### Directions for this task
Output only how many lines below contain "instance".

### Data under study
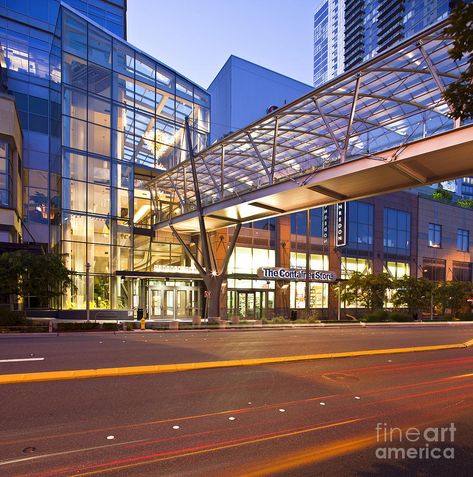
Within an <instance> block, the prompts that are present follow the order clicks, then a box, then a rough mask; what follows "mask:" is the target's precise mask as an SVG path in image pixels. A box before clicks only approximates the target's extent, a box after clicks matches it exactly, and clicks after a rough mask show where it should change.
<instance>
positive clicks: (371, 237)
mask: <svg viewBox="0 0 473 477" xmlns="http://www.w3.org/2000/svg"><path fill="white" fill-rule="evenodd" d="M373 215H374V214H373V206H372V205H371V204H365V203H363V202H350V203H349V204H348V244H349V247H350V249H358V250H372V248H373Z"/></svg>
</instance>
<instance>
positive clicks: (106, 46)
mask: <svg viewBox="0 0 473 477" xmlns="http://www.w3.org/2000/svg"><path fill="white" fill-rule="evenodd" d="M88 39H89V45H88V46H89V61H93V62H94V63H98V64H99V65H102V66H108V67H110V66H111V62H112V40H111V38H110V37H109V36H108V35H106V34H104V33H102V32H101V31H100V30H99V29H98V28H95V27H93V26H92V25H89V37H88Z"/></svg>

### Answer below
4